### [Problem to work on]
Reproduce the whole listing, character for character.

## START Provided data

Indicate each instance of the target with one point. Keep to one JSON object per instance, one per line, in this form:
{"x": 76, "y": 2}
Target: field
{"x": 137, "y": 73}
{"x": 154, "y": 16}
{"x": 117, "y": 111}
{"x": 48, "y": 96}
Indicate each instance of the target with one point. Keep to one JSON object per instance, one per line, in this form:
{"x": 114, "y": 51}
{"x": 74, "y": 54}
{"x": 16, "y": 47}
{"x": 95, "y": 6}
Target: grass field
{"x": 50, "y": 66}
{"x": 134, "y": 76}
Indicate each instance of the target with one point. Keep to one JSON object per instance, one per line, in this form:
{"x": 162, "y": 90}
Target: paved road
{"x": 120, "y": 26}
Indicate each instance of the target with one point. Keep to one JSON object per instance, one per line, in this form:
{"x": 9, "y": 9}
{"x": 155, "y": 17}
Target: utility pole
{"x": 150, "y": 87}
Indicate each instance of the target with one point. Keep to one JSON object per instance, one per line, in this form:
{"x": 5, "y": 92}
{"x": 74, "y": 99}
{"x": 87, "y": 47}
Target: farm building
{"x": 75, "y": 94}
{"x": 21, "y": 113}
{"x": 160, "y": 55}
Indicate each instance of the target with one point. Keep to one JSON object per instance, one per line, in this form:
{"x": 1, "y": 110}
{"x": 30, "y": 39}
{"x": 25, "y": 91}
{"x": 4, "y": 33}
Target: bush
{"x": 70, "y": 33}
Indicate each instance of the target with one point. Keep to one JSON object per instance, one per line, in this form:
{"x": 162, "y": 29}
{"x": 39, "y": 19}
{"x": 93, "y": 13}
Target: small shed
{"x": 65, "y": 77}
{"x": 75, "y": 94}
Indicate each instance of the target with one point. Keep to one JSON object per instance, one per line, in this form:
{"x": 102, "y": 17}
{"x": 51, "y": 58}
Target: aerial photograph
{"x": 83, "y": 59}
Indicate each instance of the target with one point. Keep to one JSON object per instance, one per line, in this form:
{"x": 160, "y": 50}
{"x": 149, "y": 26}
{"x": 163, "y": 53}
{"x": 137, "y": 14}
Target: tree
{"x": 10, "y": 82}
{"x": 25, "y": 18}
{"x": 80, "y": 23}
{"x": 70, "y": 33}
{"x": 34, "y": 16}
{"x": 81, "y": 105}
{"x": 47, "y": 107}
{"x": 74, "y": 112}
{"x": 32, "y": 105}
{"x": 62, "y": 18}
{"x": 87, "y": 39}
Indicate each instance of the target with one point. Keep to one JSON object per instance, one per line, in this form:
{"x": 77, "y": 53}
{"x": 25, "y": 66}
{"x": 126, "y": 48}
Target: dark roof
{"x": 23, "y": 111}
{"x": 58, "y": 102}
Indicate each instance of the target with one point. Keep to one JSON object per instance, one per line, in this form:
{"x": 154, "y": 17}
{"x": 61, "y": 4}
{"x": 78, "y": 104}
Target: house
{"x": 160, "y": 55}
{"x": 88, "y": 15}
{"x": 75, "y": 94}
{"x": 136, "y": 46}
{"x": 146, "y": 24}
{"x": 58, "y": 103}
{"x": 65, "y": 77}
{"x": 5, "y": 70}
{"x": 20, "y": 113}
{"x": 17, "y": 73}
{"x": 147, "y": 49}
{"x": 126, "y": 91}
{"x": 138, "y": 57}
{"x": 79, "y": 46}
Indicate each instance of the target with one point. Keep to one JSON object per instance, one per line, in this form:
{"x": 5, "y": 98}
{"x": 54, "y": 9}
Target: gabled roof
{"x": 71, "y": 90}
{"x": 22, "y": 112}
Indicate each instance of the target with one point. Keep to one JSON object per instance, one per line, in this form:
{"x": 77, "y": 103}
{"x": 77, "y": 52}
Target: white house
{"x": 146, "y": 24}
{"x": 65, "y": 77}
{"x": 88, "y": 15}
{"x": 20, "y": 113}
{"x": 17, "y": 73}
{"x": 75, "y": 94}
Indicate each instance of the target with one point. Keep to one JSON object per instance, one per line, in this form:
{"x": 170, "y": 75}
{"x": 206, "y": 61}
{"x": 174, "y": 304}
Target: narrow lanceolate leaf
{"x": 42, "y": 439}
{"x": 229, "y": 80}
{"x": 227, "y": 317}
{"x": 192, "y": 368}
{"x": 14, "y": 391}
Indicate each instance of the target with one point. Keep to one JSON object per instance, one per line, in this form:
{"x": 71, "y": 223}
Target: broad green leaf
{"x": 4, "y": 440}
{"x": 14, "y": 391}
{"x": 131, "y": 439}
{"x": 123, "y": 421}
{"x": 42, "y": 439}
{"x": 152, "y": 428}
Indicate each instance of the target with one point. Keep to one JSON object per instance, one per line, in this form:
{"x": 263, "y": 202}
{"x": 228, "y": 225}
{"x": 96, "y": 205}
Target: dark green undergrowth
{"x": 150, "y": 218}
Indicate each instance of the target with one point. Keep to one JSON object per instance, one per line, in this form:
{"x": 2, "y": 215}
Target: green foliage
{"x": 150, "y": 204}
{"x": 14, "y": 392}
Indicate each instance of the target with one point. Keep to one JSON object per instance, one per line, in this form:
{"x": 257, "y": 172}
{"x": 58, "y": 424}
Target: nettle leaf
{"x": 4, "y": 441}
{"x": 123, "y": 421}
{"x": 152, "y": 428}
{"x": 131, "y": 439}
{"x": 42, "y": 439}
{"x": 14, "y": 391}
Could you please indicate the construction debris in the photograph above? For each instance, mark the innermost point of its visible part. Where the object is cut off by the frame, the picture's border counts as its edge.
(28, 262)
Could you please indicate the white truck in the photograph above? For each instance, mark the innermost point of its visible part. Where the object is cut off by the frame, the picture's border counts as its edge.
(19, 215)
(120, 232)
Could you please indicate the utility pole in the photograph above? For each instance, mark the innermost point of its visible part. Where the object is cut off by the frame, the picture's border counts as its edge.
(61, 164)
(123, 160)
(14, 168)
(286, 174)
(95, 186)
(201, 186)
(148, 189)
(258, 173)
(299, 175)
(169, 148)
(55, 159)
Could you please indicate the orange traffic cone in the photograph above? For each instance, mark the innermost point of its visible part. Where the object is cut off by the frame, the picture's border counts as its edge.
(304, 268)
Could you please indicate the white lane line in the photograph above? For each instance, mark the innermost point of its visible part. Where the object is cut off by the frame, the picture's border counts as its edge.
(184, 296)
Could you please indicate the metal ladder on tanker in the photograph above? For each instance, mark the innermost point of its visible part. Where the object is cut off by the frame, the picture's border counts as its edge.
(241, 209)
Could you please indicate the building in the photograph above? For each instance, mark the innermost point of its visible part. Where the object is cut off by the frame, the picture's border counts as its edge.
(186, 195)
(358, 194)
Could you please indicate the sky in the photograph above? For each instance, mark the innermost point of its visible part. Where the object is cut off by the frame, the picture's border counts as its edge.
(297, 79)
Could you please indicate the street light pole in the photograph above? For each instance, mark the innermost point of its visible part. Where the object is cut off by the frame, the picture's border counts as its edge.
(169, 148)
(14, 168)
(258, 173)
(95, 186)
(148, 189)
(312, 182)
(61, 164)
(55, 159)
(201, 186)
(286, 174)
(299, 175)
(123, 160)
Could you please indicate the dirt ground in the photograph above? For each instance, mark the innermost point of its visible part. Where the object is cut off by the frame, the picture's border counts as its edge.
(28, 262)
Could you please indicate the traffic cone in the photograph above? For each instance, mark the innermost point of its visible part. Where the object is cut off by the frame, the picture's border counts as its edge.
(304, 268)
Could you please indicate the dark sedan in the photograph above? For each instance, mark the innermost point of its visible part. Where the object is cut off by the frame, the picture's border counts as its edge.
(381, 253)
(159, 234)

## END Provided data

### [Solution for this problem]
Indicate each instance of the target with one point. Keep to one JSON object per instance, one per line, in this form:
{"x": 76, "y": 2}
Target: field
{"x": 137, "y": 73}
{"x": 154, "y": 16}
{"x": 117, "y": 111}
{"x": 48, "y": 96}
Indicate each instance of the target with one point. Keep to one JSON object per instance, one per line, in this form:
{"x": 114, "y": 51}
{"x": 74, "y": 54}
{"x": 16, "y": 47}
{"x": 95, "y": 6}
Target: grass field
{"x": 50, "y": 66}
{"x": 134, "y": 76}
Indicate each instance of the target with one point. Keep to one JSON object per instance, one per line, in this form:
{"x": 162, "y": 90}
Target: paved road
{"x": 120, "y": 26}
Indicate each instance of the target with one point. Keep to one JSON object per instance, one per line, in this form:
{"x": 9, "y": 9}
{"x": 155, "y": 17}
Target: utility pole
{"x": 150, "y": 87}
Indicate each instance of the target with one point. Keep to one JSON object per instance, one per line, in this form:
{"x": 5, "y": 92}
{"x": 74, "y": 99}
{"x": 87, "y": 47}
Target: farm building
{"x": 75, "y": 94}
{"x": 21, "y": 113}
{"x": 160, "y": 55}
Indicate each instance of the target with one point. Keep to one JSON object per instance, one per line, in this form:
{"x": 1, "y": 110}
{"x": 30, "y": 39}
{"x": 25, "y": 91}
{"x": 4, "y": 33}
Target: bush
{"x": 70, "y": 33}
Indicate each instance of the target with one point. Keep to one JSON object per instance, one per line, in this form:
{"x": 162, "y": 29}
{"x": 39, "y": 19}
{"x": 93, "y": 13}
Target: small shed
{"x": 65, "y": 77}
{"x": 75, "y": 94}
Indicate each instance of the target with one point. Keep to one JSON object per instance, one per line, in this form:
{"x": 102, "y": 17}
{"x": 51, "y": 58}
Target: aerial photograph
{"x": 83, "y": 59}
Indicate each instance of the target with one point. Keep to one JSON object per instance, one per line, in this form:
{"x": 160, "y": 50}
{"x": 149, "y": 26}
{"x": 163, "y": 53}
{"x": 137, "y": 14}
Target: tree
{"x": 10, "y": 82}
{"x": 25, "y": 18}
{"x": 80, "y": 23}
{"x": 70, "y": 33}
{"x": 34, "y": 16}
{"x": 81, "y": 105}
{"x": 47, "y": 107}
{"x": 74, "y": 112}
{"x": 32, "y": 105}
{"x": 62, "y": 18}
{"x": 87, "y": 39}
Indicate each instance of the target with one point. Keep to one JSON object per instance, one per line, in this form:
{"x": 77, "y": 53}
{"x": 25, "y": 66}
{"x": 126, "y": 48}
Target: dark roof
{"x": 23, "y": 111}
{"x": 58, "y": 102}
Indicate each instance of the target with one point. Keep to one JSON object per instance, one per line, in this form:
{"x": 154, "y": 17}
{"x": 61, "y": 4}
{"x": 78, "y": 104}
Target: house
{"x": 160, "y": 55}
{"x": 88, "y": 15}
{"x": 75, "y": 94}
{"x": 136, "y": 46}
{"x": 146, "y": 24}
{"x": 58, "y": 103}
{"x": 65, "y": 77}
{"x": 5, "y": 70}
{"x": 20, "y": 113}
{"x": 17, "y": 73}
{"x": 147, "y": 49}
{"x": 126, "y": 91}
{"x": 138, "y": 57}
{"x": 79, "y": 46}
Indicate each instance of the target with one point. Keep to one JSON object per instance, one per line, in this form:
{"x": 5, "y": 98}
{"x": 54, "y": 9}
Target: gabled roof
{"x": 71, "y": 90}
{"x": 22, "y": 112}
Indicate each instance of the target with one point. Keep to one JSON object per instance, one per line, in this form:
{"x": 77, "y": 103}
{"x": 77, "y": 52}
Target: white house
{"x": 146, "y": 24}
{"x": 65, "y": 77}
{"x": 88, "y": 15}
{"x": 20, "y": 113}
{"x": 17, "y": 73}
{"x": 75, "y": 94}
Indicate each instance of the target with one point. Keep to one JSON object per instance, one per line, in this form:
{"x": 170, "y": 75}
{"x": 206, "y": 61}
{"x": 174, "y": 304}
Target: narrow lanceolate leaf
{"x": 42, "y": 439}
{"x": 229, "y": 80}
{"x": 227, "y": 317}
{"x": 192, "y": 368}
{"x": 14, "y": 391}
Indicate each instance of the target with one point. Keep to one JSON object per instance, one per line, in this form:
{"x": 71, "y": 223}
Target: broad green leaf
{"x": 4, "y": 440}
{"x": 14, "y": 391}
{"x": 131, "y": 439}
{"x": 123, "y": 421}
{"x": 42, "y": 439}
{"x": 152, "y": 428}
Indicate each instance of the target with one point. Keep to one JSON object per instance, one per line, in this form:
{"x": 263, "y": 202}
{"x": 228, "y": 225}
{"x": 96, "y": 205}
Target: dark green undergrowth
{"x": 150, "y": 218}
Indicate each instance of the target with one point. Keep to one JSON object per instance, one per line, in this form:
{"x": 2, "y": 215}
Target: green foliage
{"x": 150, "y": 204}
{"x": 14, "y": 392}
Indicate each instance of the target with one point. Keep to one JSON object per instance, one per line, in this form:
{"x": 257, "y": 172}
{"x": 58, "y": 424}
Target: nettle leaf
{"x": 4, "y": 441}
{"x": 123, "y": 421}
{"x": 152, "y": 428}
{"x": 131, "y": 439}
{"x": 42, "y": 439}
{"x": 14, "y": 391}
Could you please indicate the construction debris in the photograph above? For each instance, mark the innermost point of its visible part. Where the object is cut off by the frame, the picture's border counts as its edge.
(28, 262)
Could you please indicate the white truck in the photograph above? For each instance, mark the innermost point of its visible part. Where the object is cut off by the frame, the picture's border counts as its edge.
(19, 215)
(120, 232)
Could you please indicate the utility pole in the photograph above? For each instance, mark the innermost point of its visible part. Where the object is cut off by the frame, the picture's border counts as its edge.
(61, 164)
(123, 160)
(14, 168)
(286, 174)
(95, 186)
(201, 186)
(148, 189)
(258, 173)
(299, 175)
(169, 148)
(55, 159)
Could you please indicate the orange traffic cone in the photograph above? For each instance, mark the innermost point of its visible part. Where the object is cut off by the frame, the picture's border counts as its edge.
(304, 268)
Could you please indicate the white lane line in the photograph above? For each instance, mark the innermost point of its visible part. Where the object is cut off by the frame, the picture's border counts as its edge.
(184, 296)
Could you please indicate the metal ladder on tanker in the photograph above? For each instance, mark the innermost point of its visible part. Where the object is cut off by the frame, the picture's border counts as its edge.
(241, 209)
Could you please indicate the building in the photograph above? For each instance, mark the innermost point of its visible part. Where the object is cut off by the frame, the picture's border counts as its edge.
(186, 195)
(358, 194)
Could you please indicate the sky in the photograph above? For each instance, mark the innermost point of its visible part. Where the object is cut off by the frame, the picture's border counts as its edge.
(297, 79)
Could you please indicate the street light pole in the photograph above? For each instance, mark the innermost point of its visible part. Where the object is cut off by the frame, the picture's border counts as its edge.
(169, 148)
(14, 168)
(258, 173)
(95, 186)
(148, 189)
(312, 182)
(61, 164)
(55, 159)
(201, 186)
(286, 174)
(299, 175)
(123, 160)
Could you please indicate the dirt ground in the photograph above? For each instance, mark the innermost point of its visible part. Where the object is cut off by the frame, the picture's border counts as its edge.
(28, 262)
Could you please indicate the traffic cone in the photograph above? For each instance, mark the innermost point of its visible part. Where the object is cut off by the frame, the picture's border counts as its edge.
(304, 268)
Could you please indicate the dark sedan in the photograph above? For each instance, mark the innermost point of its visible part. Where the object is cut off by the frame, the picture's border counts as its edge.
(381, 253)
(159, 234)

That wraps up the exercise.